● Set of tasks
1) Could you rewrite the passage on student debt from "This verbal exchange" up to and including "of their debts.", with "Generation Now" replaced by "the initiative"?
2) Can you write the next part of the passage on student debt, picking up after its last sentence?

● Quoted text
=-=-=

This verbal exchange clearly reveals the disjuncture the students experienced working on Generation Now. Loren had been a dedicated marketing student all semester, working hard to sell the state to her peers, and here she also activates a capitalist logic to argue against the central premise of Generation Now. While Generation Now encouraged them to stay, it did not directly offer the students well-paying jobs or loan forgiveness. In fact, the stated goal of Generation Now—to retain young professionals in the region—conflicted with the personal needs of many of the students working on the project because of their debts.
The high level of student debt in the United States is due to a gradual shift in society to the adoption of neoliberal values, which promote the dismantling of public social structures such as higher public education, and place increasing pressure on individuals. As Martin (2002) explained, a major tenet of the new economy is the passing on of debt and risk from states and large organizations to individuals. This impacts particularly young workers as they are asked to accrue more debt than previous generations to pay for their education. Education is now seen as a personal investment, rather than a public good, and this has a much larger impact on those students with less access to family resources to pay for school. The decline in government support for higher education has made it harder than ever for lower-income students to attend college (The Pell Institute for the Study of Opportunity in Higher Education, 2015), but the voices of those most impacted are hardly ever heard. For instance, although Loren resisted the ruling relations to some extent during the question and answer period, her resistance was not recorded textually, except in the ethnographer’s fieldnotes, and the logic of her complaints reiterated the economic principles she was apparently resisting.

=-=-=

● Box-labeled dataset extracts
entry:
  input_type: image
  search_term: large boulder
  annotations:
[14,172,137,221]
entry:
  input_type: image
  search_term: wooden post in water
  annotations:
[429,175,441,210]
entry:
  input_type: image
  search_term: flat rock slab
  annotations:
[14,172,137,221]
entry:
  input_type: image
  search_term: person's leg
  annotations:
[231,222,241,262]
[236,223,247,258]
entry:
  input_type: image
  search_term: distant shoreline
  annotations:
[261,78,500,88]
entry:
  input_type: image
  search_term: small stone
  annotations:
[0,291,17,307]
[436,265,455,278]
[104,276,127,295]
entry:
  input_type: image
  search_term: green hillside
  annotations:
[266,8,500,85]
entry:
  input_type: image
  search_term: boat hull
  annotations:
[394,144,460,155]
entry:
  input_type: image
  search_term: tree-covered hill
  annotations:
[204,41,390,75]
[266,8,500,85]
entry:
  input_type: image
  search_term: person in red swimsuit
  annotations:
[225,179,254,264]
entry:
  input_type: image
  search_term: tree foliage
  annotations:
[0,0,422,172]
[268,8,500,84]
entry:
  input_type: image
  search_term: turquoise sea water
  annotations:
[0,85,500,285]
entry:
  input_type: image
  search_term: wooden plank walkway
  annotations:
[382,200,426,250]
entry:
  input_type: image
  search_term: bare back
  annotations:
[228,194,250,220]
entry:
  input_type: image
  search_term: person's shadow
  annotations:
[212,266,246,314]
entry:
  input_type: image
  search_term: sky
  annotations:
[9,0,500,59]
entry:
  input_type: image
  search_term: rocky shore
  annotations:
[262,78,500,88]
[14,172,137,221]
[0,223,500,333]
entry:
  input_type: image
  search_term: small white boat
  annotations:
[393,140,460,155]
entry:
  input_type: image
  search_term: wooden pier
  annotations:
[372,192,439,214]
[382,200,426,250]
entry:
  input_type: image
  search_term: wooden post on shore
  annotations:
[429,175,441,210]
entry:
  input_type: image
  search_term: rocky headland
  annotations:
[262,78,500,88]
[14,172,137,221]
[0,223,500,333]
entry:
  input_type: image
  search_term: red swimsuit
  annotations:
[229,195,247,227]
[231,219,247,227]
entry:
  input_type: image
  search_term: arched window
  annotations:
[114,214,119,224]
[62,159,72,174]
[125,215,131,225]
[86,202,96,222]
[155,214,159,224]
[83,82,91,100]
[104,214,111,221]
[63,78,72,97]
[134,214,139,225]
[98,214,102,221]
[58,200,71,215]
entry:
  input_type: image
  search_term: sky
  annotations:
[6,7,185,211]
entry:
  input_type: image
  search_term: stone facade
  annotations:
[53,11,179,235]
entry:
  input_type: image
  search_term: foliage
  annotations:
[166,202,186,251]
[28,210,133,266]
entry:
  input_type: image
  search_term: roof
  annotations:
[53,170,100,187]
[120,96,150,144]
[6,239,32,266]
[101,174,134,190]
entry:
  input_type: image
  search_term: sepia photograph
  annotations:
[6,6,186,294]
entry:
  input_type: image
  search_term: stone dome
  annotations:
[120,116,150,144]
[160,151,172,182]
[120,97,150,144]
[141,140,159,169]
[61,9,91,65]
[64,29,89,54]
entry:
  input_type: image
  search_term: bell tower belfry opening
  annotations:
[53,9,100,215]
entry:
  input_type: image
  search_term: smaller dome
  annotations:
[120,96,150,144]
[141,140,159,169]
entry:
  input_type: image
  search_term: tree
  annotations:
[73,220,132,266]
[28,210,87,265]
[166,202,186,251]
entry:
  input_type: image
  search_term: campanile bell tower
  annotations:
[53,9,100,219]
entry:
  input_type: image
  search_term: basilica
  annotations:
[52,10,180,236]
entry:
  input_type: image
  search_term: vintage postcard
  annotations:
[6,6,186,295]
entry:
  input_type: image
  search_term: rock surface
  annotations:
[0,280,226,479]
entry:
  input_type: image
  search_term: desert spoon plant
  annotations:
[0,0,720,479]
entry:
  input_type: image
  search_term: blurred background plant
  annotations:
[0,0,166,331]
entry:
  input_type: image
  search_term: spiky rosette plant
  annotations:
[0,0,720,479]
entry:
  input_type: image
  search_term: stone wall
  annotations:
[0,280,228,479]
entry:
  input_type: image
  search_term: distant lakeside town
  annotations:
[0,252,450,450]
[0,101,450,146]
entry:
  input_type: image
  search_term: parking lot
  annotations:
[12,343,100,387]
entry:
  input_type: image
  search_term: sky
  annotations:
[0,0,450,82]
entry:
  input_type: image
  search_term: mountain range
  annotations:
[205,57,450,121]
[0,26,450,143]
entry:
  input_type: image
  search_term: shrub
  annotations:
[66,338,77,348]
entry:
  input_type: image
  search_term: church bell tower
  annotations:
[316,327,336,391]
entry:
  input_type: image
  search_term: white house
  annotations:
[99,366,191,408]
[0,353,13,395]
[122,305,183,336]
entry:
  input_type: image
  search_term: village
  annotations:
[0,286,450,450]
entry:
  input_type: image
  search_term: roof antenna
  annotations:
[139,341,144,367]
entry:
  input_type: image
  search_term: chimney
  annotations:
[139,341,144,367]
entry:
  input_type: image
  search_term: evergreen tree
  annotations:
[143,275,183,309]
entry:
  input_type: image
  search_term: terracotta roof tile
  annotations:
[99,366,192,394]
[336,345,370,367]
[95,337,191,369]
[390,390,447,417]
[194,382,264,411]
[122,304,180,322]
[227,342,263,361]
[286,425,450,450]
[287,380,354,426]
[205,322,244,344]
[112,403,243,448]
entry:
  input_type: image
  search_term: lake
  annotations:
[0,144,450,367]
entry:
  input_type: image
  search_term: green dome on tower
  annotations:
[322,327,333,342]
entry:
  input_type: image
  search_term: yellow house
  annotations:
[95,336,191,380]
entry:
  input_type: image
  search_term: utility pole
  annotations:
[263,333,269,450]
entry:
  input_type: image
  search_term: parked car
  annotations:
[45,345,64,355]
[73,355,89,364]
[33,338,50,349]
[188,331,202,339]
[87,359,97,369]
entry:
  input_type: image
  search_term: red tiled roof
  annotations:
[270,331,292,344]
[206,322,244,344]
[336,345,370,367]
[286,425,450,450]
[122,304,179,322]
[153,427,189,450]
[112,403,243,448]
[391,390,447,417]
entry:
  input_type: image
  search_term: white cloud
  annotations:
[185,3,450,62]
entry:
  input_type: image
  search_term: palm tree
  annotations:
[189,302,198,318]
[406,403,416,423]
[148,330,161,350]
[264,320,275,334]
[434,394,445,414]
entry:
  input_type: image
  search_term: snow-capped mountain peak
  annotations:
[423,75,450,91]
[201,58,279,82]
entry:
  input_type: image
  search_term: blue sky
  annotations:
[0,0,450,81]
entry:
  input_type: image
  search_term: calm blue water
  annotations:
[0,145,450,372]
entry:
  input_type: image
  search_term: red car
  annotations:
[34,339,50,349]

=-=-=

● The results
1)
This verbal exchange clearly reveals the disjuncture the students experienced working on the initiative. Loren had been a dedicated marketing student all semester, working hard to sell the state to her peers, and here she also activates a capitalist logic to argue against the central premise of the initiative. While the initiative encouraged them to stay, it did not directly offer the students well-paying jobs or loan forgiveness. In fact, the stated goal of the initiative—to retain young professionals in the region—conflicted with the personal needs of many of the students working on the project because of their debts.

2)
As costs for students climb, changes in university imperatives have led to corporations benefiting from university resources in ways that are unprecedented (Washburn, 2005). For instance, in the case of Generation Now, students were paying tuition to attend the colleges and universities while actually working for their institutions to maintain the neoliberal values through their classroom projects and presentations. While the final products of the university and college students differed, both groups were entangled in the same ruling relations that masked their own personal interests.
The university students basically followed a pre-packaged structure in their presentations, leaving little space for their own imagination and creativity to show up, but in appearance they earned the respect of the audience. Meanwhile, the college students were resisting being absorbed by the Generation Now logic and displayed their cynicism as a means to intervene in obstacles to their employability, namely the poorly functioning career centers in their institutions. Yet, in this case their complaints were explicitly erased from “the record,” including by the administration manipulating the press to silence their voices. Altogether, the dominant relations of ruling were reproduced; those who departed from the norm were judged as deviant, and the rewarded were those who stayed in line.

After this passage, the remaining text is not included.